Job 1.
Could you reproduce the passage about Mardi Gras beads in full, word for word?

Given passage.

There’s never a bad time to visit New Orleans but Mardi Gras season is a particularly wonderful time to be there when the city puts on a blinding technicolor display of music, dance, glitter and beads… so many beads. Beads are to Mardi Gras what tinsel is to Christmas but the ubiquitous party favours might soon be replaced as city officials warn of their substantial environmental harm.

Mardi Gras beads are causing problems in New Orleans. Image by julie Dermansky/Corbis via Getty

Beads are essential to Mardi Gras celebrations, especially on Fat Tuesday when cheap and colourful, shiny, plastic beads are handed out to the crowds who then wear them as garlands or use them to decorate the streets of New Orleans. It’s a tradition that stretches back to the early days of Mardi Gras in the late 19th century when bonbons were passed out to crowds. They were eventually replaced by nuts and then glass baubles, before plastic beads became the standard throwable Mardi Gras item in the 1960s.

Mardi Gras beads hang from a tree in New Orleans. Image by Jonathan Daniel/Getty

But these cheap plastic carnival beads, which are made from contaminants, cause problems, collecting in the streets each year after being abandoned by party-goers when the sun goes down on the celebrations. According to National Geographic, the New Orleans sanitation department collected over 1200 tons of waste after the parades ended last year and a lot of it was carnival beads, pulled from clogged storm drains along the main parade route. When this year’s celebration ended in March, 46 tons of beads were found blocking the city’s storm drains.

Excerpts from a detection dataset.
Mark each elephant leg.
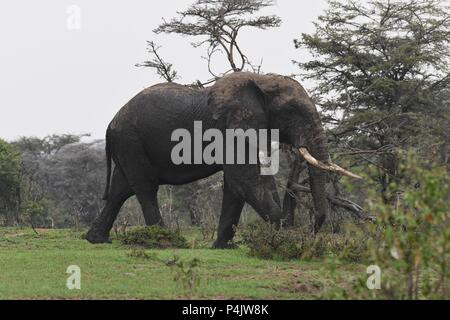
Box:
[224,165,283,226]
[213,180,245,249]
[246,176,284,226]
[86,167,133,243]
[135,181,163,226]
[113,141,163,225]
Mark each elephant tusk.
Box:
[298,148,362,179]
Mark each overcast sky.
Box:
[0,0,326,140]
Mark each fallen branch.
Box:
[290,183,376,222]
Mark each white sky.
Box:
[0,0,326,140]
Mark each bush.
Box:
[119,225,188,249]
[326,152,450,300]
[240,222,367,262]
[368,153,450,299]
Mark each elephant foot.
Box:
[212,240,238,250]
[85,229,111,244]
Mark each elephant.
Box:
[86,72,357,249]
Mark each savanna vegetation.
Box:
[0,0,450,299]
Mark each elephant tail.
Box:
[103,127,111,200]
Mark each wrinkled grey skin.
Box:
[86,72,329,248]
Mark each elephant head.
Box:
[208,72,359,231]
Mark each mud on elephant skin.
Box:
[86,72,355,248]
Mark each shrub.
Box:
[119,225,188,249]
[240,222,367,262]
[368,153,450,299]
[127,248,157,260]
[167,256,200,294]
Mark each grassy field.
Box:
[0,228,365,299]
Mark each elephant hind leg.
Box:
[86,167,133,243]
[213,179,245,249]
[114,142,163,225]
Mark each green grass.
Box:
[0,228,365,299]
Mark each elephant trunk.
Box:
[299,121,361,232]
[308,126,330,232]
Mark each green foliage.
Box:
[127,248,157,260]
[295,0,450,202]
[169,256,200,294]
[368,153,450,299]
[119,225,188,249]
[240,222,368,262]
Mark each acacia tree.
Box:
[0,139,21,225]
[136,41,178,82]
[145,0,281,84]
[295,0,450,201]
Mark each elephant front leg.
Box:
[213,181,245,249]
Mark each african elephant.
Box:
[86,72,354,248]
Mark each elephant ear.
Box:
[208,77,269,130]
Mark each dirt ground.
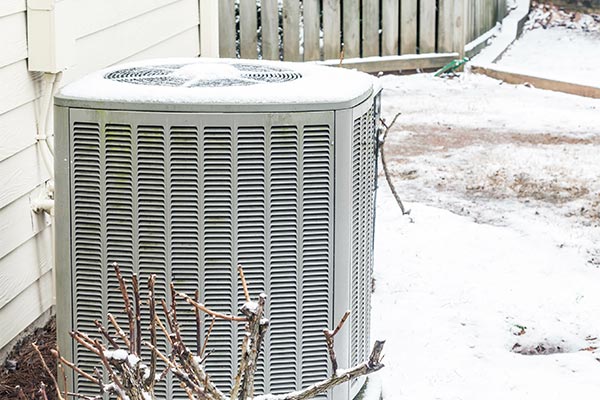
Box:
[0,318,56,400]
[382,74,600,267]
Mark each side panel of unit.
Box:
[66,109,334,398]
[54,107,73,394]
[334,97,377,398]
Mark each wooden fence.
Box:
[219,0,506,61]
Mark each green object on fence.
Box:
[434,57,469,76]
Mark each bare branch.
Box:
[194,289,202,357]
[148,274,157,389]
[50,350,100,387]
[323,310,350,375]
[113,262,135,353]
[107,313,131,349]
[254,340,385,400]
[177,292,248,322]
[94,319,120,349]
[379,113,410,215]
[31,343,64,400]
[200,317,216,357]
[131,274,142,355]
[238,264,250,301]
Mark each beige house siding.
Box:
[0,0,199,350]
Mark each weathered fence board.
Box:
[400,0,417,54]
[362,0,379,57]
[419,0,437,54]
[381,0,400,56]
[260,0,279,60]
[240,0,258,58]
[219,0,506,61]
[282,0,300,61]
[437,0,455,53]
[323,0,342,60]
[219,1,236,58]
[342,0,361,58]
[303,0,321,61]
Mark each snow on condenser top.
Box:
[56,58,376,111]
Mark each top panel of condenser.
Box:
[55,58,377,112]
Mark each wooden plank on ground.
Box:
[282,0,301,61]
[0,13,27,67]
[0,227,52,308]
[320,53,458,73]
[323,0,342,60]
[362,0,379,57]
[0,272,54,349]
[381,0,400,56]
[219,0,236,58]
[437,0,454,53]
[240,0,258,59]
[303,0,321,61]
[400,0,417,54]
[419,0,437,54]
[260,0,279,60]
[471,65,600,99]
[342,0,361,58]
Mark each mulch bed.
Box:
[0,317,56,400]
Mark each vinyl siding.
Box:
[0,0,199,350]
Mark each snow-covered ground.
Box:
[371,75,600,400]
[498,27,600,87]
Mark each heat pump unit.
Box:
[55,59,379,400]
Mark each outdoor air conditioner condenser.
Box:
[55,59,379,400]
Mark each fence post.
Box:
[198,0,219,57]
[452,0,469,58]
[217,0,235,58]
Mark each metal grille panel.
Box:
[71,110,334,398]
[350,107,377,390]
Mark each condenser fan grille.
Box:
[104,63,302,88]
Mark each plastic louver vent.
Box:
[350,107,376,383]
[71,110,334,398]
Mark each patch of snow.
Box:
[127,354,140,368]
[380,74,600,134]
[107,349,129,361]
[497,27,600,87]
[365,74,600,400]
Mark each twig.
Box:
[107,313,131,349]
[254,340,385,400]
[113,262,135,353]
[200,317,216,357]
[31,343,64,400]
[177,292,248,322]
[323,310,350,376]
[15,385,29,400]
[148,274,157,389]
[50,349,100,387]
[94,319,120,349]
[94,341,126,399]
[238,264,250,301]
[379,113,410,215]
[131,274,142,355]
[194,289,202,357]
[38,382,49,400]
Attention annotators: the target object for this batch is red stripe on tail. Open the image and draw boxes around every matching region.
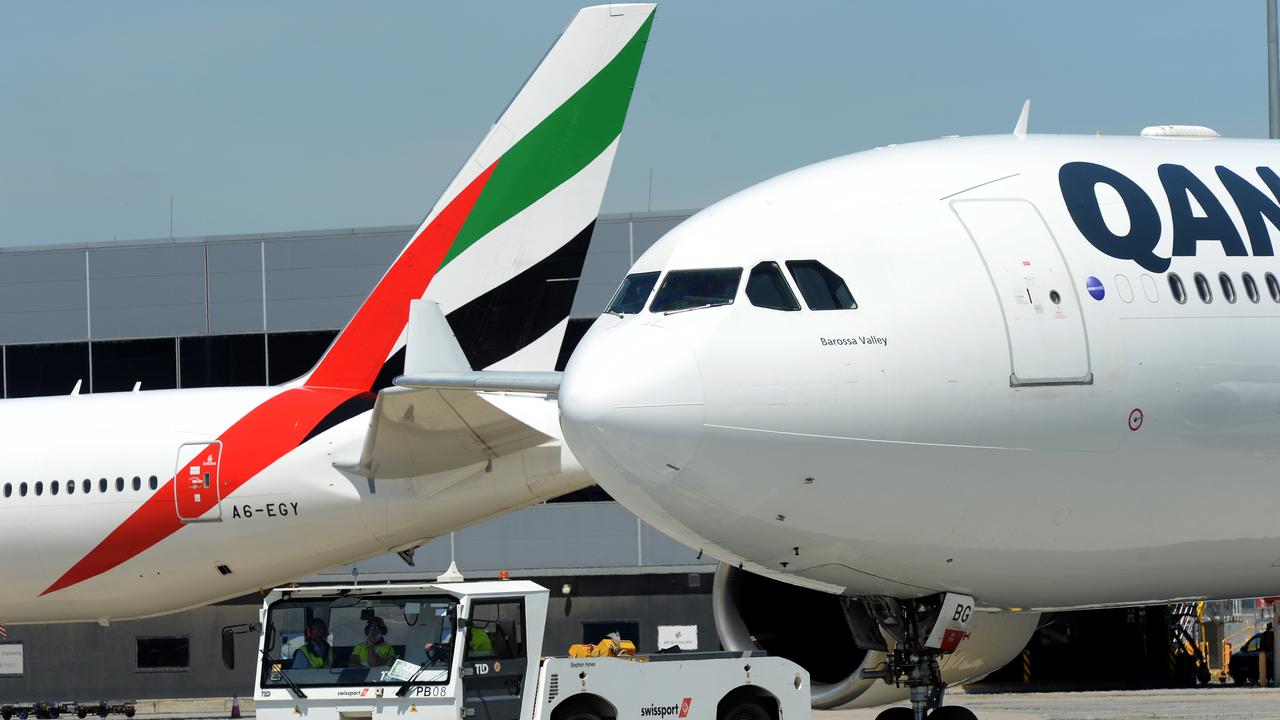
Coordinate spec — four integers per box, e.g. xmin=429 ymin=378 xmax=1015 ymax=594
xmin=306 ymin=158 xmax=502 ymax=391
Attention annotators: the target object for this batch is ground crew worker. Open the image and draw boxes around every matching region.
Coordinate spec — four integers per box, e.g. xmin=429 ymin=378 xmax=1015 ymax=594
xmin=292 ymin=618 xmax=333 ymax=670
xmin=347 ymin=615 xmax=396 ymax=667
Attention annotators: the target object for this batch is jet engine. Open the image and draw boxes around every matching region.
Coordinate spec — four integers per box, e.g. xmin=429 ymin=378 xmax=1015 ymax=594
xmin=712 ymin=562 xmax=1039 ymax=708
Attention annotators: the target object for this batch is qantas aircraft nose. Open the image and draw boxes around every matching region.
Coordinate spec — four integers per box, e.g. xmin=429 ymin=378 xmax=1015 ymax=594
xmin=559 ymin=316 xmax=703 ymax=484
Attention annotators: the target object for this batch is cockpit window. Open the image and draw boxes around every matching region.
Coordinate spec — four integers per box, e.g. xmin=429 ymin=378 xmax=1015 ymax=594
xmin=787 ymin=260 xmax=858 ymax=310
xmin=605 ymin=273 xmax=660 ymax=315
xmin=746 ymin=260 xmax=800 ymax=310
xmin=649 ymin=268 xmax=742 ymax=313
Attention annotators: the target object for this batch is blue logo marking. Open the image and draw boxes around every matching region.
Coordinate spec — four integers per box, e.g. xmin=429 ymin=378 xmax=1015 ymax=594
xmin=1084 ymin=275 xmax=1107 ymax=300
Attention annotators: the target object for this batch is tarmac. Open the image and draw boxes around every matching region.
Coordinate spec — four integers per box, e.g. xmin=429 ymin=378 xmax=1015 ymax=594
xmin=111 ymin=685 xmax=1280 ymax=720
xmin=813 ymin=685 xmax=1280 ymax=720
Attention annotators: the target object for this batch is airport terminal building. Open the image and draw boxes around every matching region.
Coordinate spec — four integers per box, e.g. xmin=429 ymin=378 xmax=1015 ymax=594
xmin=0 ymin=213 xmax=719 ymax=702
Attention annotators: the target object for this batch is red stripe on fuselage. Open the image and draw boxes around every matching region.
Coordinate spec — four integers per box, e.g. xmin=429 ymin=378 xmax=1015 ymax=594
xmin=306 ymin=159 xmax=500 ymax=391
xmin=40 ymin=388 xmax=355 ymax=594
xmin=40 ymin=161 xmax=498 ymax=596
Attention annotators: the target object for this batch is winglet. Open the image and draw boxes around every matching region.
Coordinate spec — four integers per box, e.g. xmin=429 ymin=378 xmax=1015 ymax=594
xmin=1014 ymin=99 xmax=1032 ymax=140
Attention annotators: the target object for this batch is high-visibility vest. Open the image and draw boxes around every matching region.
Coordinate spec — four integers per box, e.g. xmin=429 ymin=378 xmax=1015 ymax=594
xmin=351 ymin=643 xmax=396 ymax=666
xmin=301 ymin=643 xmax=333 ymax=669
xmin=471 ymin=628 xmax=493 ymax=652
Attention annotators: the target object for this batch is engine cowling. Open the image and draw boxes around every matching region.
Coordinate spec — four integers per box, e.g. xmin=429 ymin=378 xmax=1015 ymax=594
xmin=712 ymin=562 xmax=1039 ymax=708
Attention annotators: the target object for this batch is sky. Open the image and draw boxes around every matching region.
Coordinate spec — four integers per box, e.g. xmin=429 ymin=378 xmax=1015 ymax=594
xmin=0 ymin=0 xmax=1267 ymax=246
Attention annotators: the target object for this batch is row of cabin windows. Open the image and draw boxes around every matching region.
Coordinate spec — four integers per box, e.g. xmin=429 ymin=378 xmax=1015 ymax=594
xmin=607 ymin=260 xmax=858 ymax=315
xmin=4 ymin=475 xmax=160 ymax=497
xmin=1169 ymin=273 xmax=1280 ymax=305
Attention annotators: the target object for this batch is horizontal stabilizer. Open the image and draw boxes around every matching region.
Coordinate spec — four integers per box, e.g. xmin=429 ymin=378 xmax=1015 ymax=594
xmin=335 ymin=387 xmax=552 ymax=478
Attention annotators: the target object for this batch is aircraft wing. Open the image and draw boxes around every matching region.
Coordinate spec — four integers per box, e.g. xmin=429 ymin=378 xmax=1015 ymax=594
xmin=334 ymin=301 xmax=559 ymax=478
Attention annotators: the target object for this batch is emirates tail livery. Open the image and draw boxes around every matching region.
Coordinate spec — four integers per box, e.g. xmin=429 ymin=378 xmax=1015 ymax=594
xmin=0 ymin=5 xmax=654 ymax=623
xmin=448 ymin=108 xmax=1280 ymax=720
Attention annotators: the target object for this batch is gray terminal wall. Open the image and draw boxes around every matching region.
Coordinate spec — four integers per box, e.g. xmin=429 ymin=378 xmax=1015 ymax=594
xmin=0 ymin=213 xmax=718 ymax=702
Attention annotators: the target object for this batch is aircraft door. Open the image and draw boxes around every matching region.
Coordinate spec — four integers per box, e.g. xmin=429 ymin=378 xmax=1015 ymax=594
xmin=951 ymin=200 xmax=1093 ymax=387
xmin=462 ymin=597 xmax=529 ymax=720
xmin=173 ymin=441 xmax=223 ymax=523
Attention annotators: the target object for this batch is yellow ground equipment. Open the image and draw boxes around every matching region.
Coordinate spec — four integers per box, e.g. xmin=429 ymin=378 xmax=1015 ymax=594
xmin=568 ymin=633 xmax=636 ymax=657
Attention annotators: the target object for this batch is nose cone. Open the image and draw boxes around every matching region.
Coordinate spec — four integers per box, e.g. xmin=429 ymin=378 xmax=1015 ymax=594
xmin=559 ymin=316 xmax=703 ymax=486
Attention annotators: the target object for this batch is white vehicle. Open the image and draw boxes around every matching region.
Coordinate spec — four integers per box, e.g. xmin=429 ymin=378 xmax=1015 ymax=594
xmin=240 ymin=580 xmax=809 ymax=720
xmin=0 ymin=5 xmax=654 ymax=623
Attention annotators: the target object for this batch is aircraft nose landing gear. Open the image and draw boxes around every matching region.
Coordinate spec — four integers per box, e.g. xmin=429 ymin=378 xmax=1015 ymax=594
xmin=850 ymin=593 xmax=978 ymax=720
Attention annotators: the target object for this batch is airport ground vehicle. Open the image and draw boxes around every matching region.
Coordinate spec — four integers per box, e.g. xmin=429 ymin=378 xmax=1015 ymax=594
xmin=1229 ymin=630 xmax=1276 ymax=685
xmin=240 ymin=580 xmax=809 ymax=720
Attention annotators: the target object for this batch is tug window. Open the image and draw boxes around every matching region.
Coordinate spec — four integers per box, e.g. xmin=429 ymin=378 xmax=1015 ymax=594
xmin=649 ymin=268 xmax=742 ymax=313
xmin=1240 ymin=273 xmax=1261 ymax=302
xmin=746 ymin=260 xmax=800 ymax=310
xmin=1169 ymin=273 xmax=1187 ymax=305
xmin=1217 ymin=273 xmax=1235 ymax=304
xmin=605 ymin=273 xmax=659 ymax=315
xmin=1194 ymin=273 xmax=1213 ymax=305
xmin=787 ymin=260 xmax=858 ymax=310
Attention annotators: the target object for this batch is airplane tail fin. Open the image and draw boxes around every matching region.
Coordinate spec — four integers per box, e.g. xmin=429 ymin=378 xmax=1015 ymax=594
xmin=301 ymin=4 xmax=654 ymax=389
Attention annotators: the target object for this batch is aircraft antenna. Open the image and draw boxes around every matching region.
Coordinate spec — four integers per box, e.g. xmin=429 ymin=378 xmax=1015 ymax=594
xmin=1014 ymin=98 xmax=1029 ymax=140
xmin=1267 ymin=0 xmax=1280 ymax=140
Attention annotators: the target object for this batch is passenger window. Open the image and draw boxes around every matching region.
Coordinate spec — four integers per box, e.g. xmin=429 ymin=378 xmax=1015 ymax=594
xmin=649 ymin=268 xmax=742 ymax=313
xmin=605 ymin=273 xmax=660 ymax=315
xmin=1169 ymin=273 xmax=1187 ymax=305
xmin=1217 ymin=273 xmax=1235 ymax=304
xmin=746 ymin=260 xmax=800 ymax=310
xmin=1194 ymin=273 xmax=1213 ymax=305
xmin=787 ymin=260 xmax=858 ymax=310
xmin=1240 ymin=273 xmax=1261 ymax=302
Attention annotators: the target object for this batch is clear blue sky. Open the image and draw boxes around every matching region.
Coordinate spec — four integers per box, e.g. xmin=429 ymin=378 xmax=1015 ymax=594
xmin=0 ymin=0 xmax=1267 ymax=246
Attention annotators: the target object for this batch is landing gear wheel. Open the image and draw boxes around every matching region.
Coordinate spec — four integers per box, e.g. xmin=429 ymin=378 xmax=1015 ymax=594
xmin=719 ymin=700 xmax=771 ymax=720
xmin=929 ymin=705 xmax=978 ymax=720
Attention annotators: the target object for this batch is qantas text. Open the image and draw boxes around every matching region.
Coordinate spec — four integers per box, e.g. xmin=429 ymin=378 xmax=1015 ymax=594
xmin=1057 ymin=163 xmax=1280 ymax=273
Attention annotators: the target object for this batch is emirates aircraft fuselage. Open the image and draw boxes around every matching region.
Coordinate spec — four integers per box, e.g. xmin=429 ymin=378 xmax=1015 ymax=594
xmin=561 ymin=136 xmax=1280 ymax=609
xmin=0 ymin=387 xmax=570 ymax=623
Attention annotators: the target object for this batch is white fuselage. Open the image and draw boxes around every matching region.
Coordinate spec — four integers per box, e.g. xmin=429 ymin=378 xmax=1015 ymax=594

Job 2.
Can you turn part of the records into a JSON list of strings, one string per line and blank lines left out, starting at the line that contains "Mark each white sky." and stopping after the line that contains "[86,72,355,248]"?

Complete answer 1.
There’s never a bad time to visit New Orleans but Mardi Gras season is a particularly wonderful time to be there when the city puts on a blinding technicolor display of music, dance, glitter and beads… so many beads. Beads are to Mardi Gras what tinsel is to Christmas but the ubiquitous party favours might soon be replaced as city officials warn of their substantial environmental harm.

Mardi Gras beads are causing problems in New Orleans. Image by julie Dermansky/Corbis via Getty

Beads are essential to Mardi Gras celebrations, especially on Fat Tuesday when cheap and colourful, shiny, plastic beads are handed out to the crowds who then wear them as garlands or use them to decorate the streets of New Orleans. It’s a tradition that stretches back to the early days of Mardi Gras in the late 19th century when bonbons were passed out to crowds. They were eventually replaced by nuts and then glass baubles, before plastic beads became the standard throwable Mardi Gras item in the 1960s.

Mardi Gras beads hang from a tree in New Orleans. Image by Jonathan Daniel/Getty

But these cheap plastic carnival beads, which are made from contaminants, cause problems, collecting in the streets each year after being abandoned by party-goers when the sun goes down on the celebrations. According to National Geographic, the New Orleans sanitation department collected over 1200 tons of waste after the parades ended last year and a lot of it was carnival beads, pulled from clogged storm drains along the main parade route. When this year’s celebration ended in March, 46 tons of beads were found blocking the city’s storm drains.

Complete answer 2.
[
  "Mark each white sky.",
  "Box:",
  "[0,0,326,140]",
  "Mark each bush.",
  "Box:",
  "[119,225,188,249]",
  "[326,152,450,300]",
  "[240,222,367,262]",
  "[368,153,450,299]",
  "Mark each elephant foot.",
  "Box:",
  "[212,240,238,250]",
  "[85,229,111,244]",
  "Mark each elephant.",
  "Box:",
  "[86,72,357,249]",
  "Mark each savanna vegetation.",
  "Box:",
  "[0,0,450,299]",
  "Mark each elephant tail.",
  "Box:",
  "[103,127,111,200]",
  "Mark each wrinkled grey skin.",
  "Box:",
  "[86,72,329,248]",
  "Mark each elephant head.",
  "Box:",
  "[208,72,359,231]",
  "Mark each mud on elephant skin.",
  "Box:",
  "[86,72,355,248]"
]